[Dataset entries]
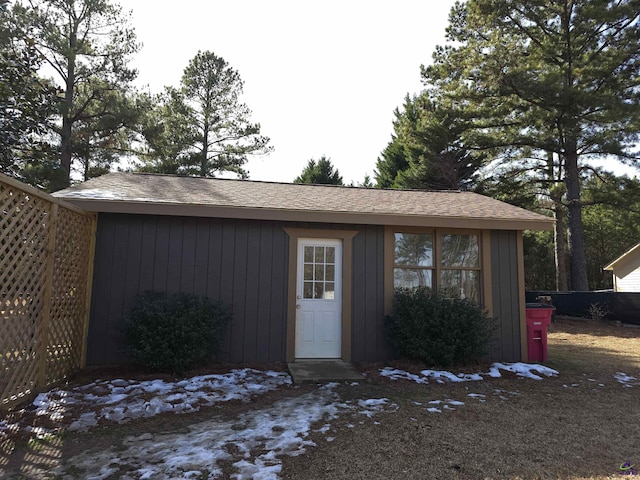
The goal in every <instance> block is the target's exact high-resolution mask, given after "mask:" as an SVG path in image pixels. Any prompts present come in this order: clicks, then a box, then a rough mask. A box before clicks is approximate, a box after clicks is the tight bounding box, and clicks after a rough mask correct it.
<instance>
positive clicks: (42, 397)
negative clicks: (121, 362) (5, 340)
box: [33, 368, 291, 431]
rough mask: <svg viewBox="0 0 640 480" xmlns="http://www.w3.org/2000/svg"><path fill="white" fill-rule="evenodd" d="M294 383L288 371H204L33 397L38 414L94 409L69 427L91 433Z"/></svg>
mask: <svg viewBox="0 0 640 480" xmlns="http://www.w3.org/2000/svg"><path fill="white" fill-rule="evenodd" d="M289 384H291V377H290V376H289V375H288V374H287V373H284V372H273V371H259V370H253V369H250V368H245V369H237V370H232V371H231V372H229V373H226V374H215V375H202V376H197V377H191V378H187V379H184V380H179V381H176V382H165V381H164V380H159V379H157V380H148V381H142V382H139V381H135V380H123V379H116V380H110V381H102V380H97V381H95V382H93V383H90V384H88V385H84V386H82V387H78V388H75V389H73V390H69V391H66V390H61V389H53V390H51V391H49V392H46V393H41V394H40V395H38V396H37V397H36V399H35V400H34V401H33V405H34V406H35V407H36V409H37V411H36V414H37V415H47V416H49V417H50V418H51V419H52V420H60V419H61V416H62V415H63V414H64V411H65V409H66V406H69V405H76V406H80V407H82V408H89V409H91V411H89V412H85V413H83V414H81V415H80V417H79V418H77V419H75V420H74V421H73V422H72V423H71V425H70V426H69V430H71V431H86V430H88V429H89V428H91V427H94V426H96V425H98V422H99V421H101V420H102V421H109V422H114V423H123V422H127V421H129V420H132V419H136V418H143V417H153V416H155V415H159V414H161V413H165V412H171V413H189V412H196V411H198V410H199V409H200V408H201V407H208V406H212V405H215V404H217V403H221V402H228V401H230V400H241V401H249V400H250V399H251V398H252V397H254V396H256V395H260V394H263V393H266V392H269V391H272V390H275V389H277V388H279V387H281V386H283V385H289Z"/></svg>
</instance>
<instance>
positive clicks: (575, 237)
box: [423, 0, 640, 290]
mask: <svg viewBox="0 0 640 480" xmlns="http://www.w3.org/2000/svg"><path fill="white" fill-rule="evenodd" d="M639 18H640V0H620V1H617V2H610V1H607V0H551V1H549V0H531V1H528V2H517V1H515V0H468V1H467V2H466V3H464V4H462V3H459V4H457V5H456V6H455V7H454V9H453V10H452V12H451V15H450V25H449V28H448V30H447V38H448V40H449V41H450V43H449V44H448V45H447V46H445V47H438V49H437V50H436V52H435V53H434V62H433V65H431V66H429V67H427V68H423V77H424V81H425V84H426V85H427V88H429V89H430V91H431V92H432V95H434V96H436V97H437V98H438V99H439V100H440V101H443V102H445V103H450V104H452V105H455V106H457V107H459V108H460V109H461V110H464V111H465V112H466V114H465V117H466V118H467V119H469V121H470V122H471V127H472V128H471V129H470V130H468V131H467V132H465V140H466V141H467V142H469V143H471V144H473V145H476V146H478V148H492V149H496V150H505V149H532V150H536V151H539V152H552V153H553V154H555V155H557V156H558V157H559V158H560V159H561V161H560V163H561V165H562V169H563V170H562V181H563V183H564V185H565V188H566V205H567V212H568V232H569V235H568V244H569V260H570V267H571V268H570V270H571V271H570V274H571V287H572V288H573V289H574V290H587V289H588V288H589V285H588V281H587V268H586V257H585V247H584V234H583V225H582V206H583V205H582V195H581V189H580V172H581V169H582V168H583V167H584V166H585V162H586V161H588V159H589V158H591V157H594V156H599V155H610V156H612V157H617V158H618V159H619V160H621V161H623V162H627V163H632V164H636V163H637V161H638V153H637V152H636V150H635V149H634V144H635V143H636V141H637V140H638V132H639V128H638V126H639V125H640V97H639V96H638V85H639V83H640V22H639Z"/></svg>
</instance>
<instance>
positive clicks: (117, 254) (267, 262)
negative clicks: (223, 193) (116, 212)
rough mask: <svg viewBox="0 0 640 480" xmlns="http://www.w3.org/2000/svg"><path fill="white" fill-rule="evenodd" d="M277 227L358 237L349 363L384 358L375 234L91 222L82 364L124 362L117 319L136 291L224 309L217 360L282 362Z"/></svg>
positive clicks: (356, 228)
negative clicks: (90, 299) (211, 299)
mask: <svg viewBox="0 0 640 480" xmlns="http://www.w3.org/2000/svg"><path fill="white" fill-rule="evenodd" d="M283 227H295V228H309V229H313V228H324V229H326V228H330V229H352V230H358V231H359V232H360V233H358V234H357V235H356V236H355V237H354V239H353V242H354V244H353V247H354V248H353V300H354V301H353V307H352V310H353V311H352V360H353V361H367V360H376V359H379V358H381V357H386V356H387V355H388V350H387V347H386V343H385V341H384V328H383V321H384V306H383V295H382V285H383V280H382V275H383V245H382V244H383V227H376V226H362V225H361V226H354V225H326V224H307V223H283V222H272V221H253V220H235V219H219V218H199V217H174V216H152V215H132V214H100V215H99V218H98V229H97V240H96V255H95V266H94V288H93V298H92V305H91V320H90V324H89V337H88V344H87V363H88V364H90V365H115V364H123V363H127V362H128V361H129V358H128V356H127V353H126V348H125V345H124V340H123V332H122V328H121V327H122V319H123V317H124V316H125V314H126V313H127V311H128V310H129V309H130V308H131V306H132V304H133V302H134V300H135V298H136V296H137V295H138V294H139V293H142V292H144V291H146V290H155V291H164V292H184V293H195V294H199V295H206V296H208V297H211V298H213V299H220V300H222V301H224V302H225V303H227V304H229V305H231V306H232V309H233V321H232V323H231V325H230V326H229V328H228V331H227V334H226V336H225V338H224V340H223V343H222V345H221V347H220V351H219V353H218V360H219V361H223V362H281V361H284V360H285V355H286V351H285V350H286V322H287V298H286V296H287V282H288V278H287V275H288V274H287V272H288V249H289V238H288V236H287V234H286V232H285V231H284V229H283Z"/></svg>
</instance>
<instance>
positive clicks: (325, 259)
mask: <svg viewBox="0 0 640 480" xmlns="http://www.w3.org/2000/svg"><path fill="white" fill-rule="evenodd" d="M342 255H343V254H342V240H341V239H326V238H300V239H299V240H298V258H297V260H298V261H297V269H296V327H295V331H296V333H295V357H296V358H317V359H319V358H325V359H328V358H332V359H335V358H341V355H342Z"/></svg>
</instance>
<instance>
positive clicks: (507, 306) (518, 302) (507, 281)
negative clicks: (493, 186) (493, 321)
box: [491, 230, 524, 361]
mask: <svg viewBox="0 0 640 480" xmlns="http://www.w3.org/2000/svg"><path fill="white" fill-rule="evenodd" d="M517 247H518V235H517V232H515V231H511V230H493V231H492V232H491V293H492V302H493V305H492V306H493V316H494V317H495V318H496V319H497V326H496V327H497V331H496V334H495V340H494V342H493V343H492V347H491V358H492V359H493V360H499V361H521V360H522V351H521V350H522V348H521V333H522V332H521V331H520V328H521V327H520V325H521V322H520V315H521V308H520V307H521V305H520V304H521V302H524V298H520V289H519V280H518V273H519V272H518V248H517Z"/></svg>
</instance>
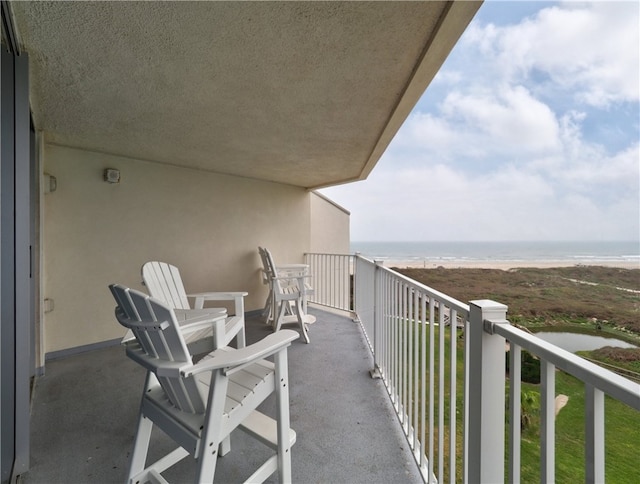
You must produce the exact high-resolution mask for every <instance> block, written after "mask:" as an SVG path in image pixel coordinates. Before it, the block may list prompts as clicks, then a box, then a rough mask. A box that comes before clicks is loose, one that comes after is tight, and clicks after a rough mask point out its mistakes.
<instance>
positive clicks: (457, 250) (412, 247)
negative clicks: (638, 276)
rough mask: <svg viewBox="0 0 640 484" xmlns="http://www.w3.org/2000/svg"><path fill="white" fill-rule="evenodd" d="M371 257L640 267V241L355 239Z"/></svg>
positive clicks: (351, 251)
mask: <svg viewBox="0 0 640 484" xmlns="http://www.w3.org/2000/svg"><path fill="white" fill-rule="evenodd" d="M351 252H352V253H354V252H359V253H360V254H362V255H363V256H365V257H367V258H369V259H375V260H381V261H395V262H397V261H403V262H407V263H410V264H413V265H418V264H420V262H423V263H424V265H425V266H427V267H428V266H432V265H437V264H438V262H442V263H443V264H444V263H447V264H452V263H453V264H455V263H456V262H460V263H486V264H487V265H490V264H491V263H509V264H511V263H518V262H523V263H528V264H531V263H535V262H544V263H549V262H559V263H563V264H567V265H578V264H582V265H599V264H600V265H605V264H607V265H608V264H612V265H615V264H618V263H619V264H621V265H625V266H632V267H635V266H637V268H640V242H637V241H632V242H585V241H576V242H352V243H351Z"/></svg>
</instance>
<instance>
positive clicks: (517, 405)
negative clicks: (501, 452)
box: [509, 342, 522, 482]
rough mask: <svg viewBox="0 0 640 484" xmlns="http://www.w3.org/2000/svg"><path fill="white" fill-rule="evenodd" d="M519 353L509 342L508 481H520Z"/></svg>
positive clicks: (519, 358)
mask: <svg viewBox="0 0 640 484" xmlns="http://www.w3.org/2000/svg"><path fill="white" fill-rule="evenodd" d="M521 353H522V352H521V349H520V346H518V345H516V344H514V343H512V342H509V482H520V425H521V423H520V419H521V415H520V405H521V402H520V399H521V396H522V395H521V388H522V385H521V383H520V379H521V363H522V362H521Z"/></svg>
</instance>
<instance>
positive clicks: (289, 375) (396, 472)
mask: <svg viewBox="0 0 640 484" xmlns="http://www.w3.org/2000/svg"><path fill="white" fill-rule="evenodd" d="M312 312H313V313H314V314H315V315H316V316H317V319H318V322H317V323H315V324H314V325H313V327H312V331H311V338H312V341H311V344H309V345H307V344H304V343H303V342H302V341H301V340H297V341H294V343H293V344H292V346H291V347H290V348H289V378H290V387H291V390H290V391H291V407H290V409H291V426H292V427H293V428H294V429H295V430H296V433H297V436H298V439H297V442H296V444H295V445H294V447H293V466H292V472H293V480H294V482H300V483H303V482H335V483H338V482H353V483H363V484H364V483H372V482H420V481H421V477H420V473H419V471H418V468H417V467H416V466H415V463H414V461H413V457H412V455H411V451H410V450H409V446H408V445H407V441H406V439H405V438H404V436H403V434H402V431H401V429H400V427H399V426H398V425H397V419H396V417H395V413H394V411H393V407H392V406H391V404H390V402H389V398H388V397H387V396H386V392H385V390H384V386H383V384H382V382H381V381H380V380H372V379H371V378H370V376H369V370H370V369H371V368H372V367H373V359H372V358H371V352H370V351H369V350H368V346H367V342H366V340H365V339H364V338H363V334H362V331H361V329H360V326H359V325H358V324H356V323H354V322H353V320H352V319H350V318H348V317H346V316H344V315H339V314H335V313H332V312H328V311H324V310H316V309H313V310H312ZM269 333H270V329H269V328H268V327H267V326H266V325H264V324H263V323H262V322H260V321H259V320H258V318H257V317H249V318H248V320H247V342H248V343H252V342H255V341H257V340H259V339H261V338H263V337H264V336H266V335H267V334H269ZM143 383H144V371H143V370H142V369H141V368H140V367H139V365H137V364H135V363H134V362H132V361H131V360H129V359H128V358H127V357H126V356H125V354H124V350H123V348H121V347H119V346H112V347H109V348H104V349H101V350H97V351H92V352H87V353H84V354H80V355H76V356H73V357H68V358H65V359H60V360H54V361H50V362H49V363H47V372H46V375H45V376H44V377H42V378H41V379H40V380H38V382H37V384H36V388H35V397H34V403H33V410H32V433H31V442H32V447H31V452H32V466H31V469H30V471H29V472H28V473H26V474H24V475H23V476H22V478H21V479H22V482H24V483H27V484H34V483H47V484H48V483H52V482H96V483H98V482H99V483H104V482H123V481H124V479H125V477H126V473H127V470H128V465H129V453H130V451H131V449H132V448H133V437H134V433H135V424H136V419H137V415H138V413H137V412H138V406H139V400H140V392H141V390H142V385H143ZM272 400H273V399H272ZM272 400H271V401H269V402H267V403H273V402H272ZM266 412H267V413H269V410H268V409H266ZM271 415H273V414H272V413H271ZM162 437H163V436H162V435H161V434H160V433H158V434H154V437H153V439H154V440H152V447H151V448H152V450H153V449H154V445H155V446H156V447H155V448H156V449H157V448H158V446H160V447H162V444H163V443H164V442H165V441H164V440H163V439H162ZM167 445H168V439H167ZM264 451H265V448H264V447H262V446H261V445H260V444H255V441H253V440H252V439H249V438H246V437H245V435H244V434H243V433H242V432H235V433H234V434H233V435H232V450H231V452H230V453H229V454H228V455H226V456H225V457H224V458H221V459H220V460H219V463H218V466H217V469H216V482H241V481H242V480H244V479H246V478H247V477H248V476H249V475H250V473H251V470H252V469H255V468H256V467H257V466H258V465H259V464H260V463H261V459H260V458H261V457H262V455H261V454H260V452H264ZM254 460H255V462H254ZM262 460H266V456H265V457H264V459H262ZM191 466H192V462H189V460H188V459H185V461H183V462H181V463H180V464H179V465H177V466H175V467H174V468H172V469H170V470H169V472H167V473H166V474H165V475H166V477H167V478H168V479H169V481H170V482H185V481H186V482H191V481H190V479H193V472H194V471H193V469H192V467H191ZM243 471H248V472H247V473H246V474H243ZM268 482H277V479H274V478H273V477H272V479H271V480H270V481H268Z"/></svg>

What you will do
Pictures do not belong in the copy. Repeat only the lines from the top of the records through the line containing "box: [33, 368, 291, 431]".

The answer
The goal in every <instance> block is the target's exact high-resolution mask, given after "mask:" as an SVG path in image pixels. Any prompts present come in this order: clicks, then a box, then a rough mask. A box before clicks is approximate, a box after clicks is the tight bounding box, and clicks after a rough mask correct it.
<instance>
positive clicks: (42, 397)
negative clicks: (121, 362) (5, 340)
box: [33, 368, 291, 431]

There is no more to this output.